Swinhoe Gen. rev.
This genus was listed as a synonym of Alelimma Hampson by Poole (1989), but shows no really close morphological relationship. The three included species (see below) are larger and more robust. In the male, the antennae are long, fasciculate in the type species and bipectinate, tapering in the new species. The labial palps in the type species, but not the new one (see below), are recurved, reaching back to the centre of the thorax, and the foretibia is densely tufted with scales. In Alelimma the male antennae are much more strongly bipectinate, the labial palps are shorter, not recurved, and the foretibia is not densely scaled, lack a sheath. A tibial sheath is present, and there is an apical spur to the first tarsal segment, this extending just beyond the sheath and almost equal in length to T2-5. The spur is recurved and bears many setae, those lining the convexity of the curvature to the apex being more robust than those elsewhere. The facies of the forewing has the fasciation obscure, but the postmedial is angled around the discal mark. Streaking along the veins is contributory to obscuring the fasciation, and is particularly prominent in the type species. The hindwings are less strongly marked and, on the underside, there is a faint orbicular spot as well as the discal mark.

Data records
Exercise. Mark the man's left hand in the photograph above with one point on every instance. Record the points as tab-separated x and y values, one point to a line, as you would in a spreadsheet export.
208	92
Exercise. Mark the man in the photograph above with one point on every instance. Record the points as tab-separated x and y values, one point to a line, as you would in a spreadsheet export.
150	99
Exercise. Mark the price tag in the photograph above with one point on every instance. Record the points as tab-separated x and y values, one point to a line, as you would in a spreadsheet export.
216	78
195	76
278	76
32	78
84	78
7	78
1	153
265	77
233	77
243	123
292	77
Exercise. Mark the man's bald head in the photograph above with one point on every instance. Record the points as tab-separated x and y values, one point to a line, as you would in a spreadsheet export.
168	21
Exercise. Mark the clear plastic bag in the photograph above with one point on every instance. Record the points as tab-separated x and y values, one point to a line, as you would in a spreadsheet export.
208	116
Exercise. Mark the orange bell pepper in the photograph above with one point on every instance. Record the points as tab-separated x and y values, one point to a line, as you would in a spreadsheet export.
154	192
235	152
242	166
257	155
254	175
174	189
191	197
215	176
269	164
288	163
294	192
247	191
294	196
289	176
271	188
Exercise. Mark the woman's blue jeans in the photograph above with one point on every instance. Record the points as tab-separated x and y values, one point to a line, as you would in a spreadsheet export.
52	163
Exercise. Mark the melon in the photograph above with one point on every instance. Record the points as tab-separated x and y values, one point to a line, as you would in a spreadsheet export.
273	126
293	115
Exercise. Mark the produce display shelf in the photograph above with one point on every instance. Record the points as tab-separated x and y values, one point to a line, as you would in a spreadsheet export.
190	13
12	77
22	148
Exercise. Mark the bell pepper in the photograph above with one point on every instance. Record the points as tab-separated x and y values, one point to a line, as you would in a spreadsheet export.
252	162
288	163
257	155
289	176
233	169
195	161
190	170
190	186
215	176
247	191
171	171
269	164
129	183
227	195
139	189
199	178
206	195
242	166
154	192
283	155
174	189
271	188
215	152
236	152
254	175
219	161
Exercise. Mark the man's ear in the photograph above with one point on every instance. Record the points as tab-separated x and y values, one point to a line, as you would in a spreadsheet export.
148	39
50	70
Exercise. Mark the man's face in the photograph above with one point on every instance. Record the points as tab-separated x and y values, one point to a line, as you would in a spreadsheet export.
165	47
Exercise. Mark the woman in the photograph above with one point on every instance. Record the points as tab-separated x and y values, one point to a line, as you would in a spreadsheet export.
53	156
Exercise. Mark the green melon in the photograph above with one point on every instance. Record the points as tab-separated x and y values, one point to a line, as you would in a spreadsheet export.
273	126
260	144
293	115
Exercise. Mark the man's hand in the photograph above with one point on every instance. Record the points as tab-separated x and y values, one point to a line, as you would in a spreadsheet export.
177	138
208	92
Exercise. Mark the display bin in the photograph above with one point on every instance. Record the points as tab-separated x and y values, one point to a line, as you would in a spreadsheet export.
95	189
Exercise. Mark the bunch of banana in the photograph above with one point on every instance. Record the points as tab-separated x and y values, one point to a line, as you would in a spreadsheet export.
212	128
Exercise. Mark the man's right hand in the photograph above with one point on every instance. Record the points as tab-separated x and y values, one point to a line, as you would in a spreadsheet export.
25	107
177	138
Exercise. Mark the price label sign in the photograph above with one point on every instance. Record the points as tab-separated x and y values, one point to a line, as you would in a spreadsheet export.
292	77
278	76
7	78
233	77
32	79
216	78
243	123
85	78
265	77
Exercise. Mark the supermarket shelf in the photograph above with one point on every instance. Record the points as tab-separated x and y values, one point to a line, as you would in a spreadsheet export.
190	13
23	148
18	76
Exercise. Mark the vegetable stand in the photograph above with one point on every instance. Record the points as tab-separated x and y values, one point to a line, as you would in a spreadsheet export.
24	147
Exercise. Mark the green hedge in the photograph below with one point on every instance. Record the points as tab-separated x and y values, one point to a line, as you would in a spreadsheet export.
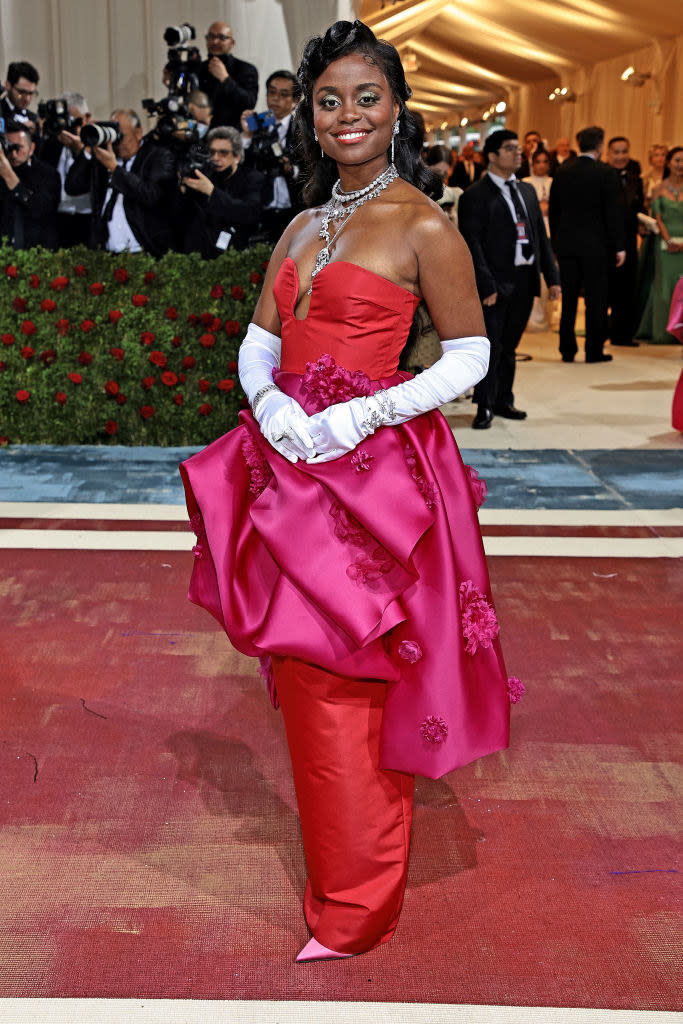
99	347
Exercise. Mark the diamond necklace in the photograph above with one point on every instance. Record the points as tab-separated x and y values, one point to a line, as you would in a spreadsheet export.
334	210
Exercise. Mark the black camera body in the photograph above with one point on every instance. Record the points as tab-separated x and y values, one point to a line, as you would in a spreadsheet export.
55	117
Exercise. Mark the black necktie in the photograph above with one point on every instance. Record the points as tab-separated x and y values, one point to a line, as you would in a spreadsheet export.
527	247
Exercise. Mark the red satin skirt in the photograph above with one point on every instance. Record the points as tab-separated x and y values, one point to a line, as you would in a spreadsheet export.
355	817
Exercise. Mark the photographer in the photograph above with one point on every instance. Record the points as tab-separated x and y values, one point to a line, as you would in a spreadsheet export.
222	207
230	84
59	148
29	192
131	182
20	88
271	151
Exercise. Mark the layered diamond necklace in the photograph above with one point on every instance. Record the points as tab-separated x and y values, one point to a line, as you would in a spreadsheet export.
342	206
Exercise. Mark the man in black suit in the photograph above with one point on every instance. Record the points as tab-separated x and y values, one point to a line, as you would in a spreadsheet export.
501	221
230	84
29	193
20	88
467	170
131	186
587	233
274	156
623	280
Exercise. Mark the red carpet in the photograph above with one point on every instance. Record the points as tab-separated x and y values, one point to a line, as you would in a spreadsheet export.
150	843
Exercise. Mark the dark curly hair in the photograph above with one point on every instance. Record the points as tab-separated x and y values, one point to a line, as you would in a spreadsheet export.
342	39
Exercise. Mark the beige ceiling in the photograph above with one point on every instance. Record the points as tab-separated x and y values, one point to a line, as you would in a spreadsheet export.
471	52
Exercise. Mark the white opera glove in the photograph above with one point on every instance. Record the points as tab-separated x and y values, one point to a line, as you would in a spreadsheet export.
341	428
282	420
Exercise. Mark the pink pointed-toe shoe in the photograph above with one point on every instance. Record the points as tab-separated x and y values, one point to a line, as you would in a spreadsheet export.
313	950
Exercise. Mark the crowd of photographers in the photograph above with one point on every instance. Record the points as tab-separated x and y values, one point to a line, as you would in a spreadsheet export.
212	173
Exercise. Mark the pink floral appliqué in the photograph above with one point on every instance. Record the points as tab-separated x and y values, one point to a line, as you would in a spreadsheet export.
361	461
369	567
197	526
516	689
477	486
410	650
266	673
428	489
434	729
259	471
326	383
478	619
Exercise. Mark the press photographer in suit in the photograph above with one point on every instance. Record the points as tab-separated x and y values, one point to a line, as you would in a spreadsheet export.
131	183
29	193
501	221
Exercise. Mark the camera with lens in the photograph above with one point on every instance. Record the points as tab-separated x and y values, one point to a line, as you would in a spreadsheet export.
55	117
100	133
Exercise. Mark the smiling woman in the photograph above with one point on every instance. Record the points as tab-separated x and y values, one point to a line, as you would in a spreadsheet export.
338	565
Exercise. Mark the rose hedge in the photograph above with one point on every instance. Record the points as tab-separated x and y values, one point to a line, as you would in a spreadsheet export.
99	347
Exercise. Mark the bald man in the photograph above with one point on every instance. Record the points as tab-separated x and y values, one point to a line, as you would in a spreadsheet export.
230	84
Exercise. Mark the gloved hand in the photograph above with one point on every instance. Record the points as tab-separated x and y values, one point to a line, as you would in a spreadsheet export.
283	421
340	428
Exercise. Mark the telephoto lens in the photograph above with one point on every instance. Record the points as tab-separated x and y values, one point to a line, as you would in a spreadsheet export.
100	132
179	35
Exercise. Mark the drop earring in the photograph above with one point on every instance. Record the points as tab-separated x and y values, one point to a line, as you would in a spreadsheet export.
394	132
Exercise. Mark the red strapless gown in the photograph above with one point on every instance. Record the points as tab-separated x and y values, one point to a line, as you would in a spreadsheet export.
365	581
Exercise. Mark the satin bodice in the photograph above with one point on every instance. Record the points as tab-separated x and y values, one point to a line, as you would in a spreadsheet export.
355	315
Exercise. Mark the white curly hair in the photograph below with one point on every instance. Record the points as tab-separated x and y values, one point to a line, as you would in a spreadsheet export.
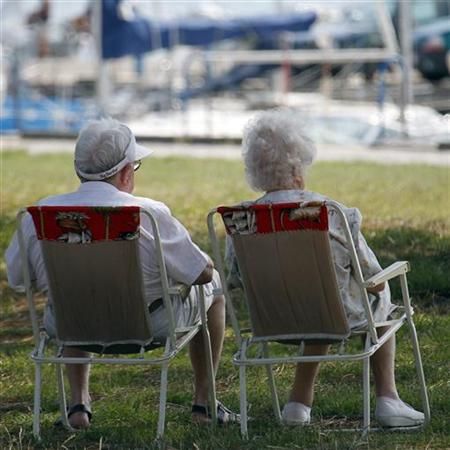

▶ [WHAT TO WORK ON]:
**a)** Answer these from the genus description:
(i) Who listed this genus as a synonym of Alelimma Hampson, and in what year?
(ii) How many species does the genus include?
(iii) In which species is the streaking along the veins particularly prominent?
**b)** Carry on writing the genus description, picking up right after its last sentence.

▶ [REPLIES]:
**a)**
(i) Poole, in 1989.
(ii) Three.
(iii) The type species.

**b)**
In the male abdomen, the eighth segment is unmodified, though the tergite has well separated apodemes, broad but shallow in the type species. The genitalia are typical of the subfamily, perhaps more particularly of Bertula and related genera, but with no particularly diagnostic features.
Females have only been located for H. deletaria Walker comb. n. (N.E. Himalaya), a species similar to lignea but larger (Fig 141). The ostium is set in a semicircular pocket under the straight posterior margin of the sternite. The ductus is half as long again as that sternite, narrow, with two longitudinal sclerotised strips. The corpus bursae is elongate, slightly larger than the ductus, irregularly corrugated, with sclerotisation basally giving way to scobination distally, approximately at the more or less central position of the slightly coiled appendix bursae. The scobination is more concentrated on one side of the distal portion where the corrugation appears to surround a weak central dome.
The genus consists of the three species discussed here.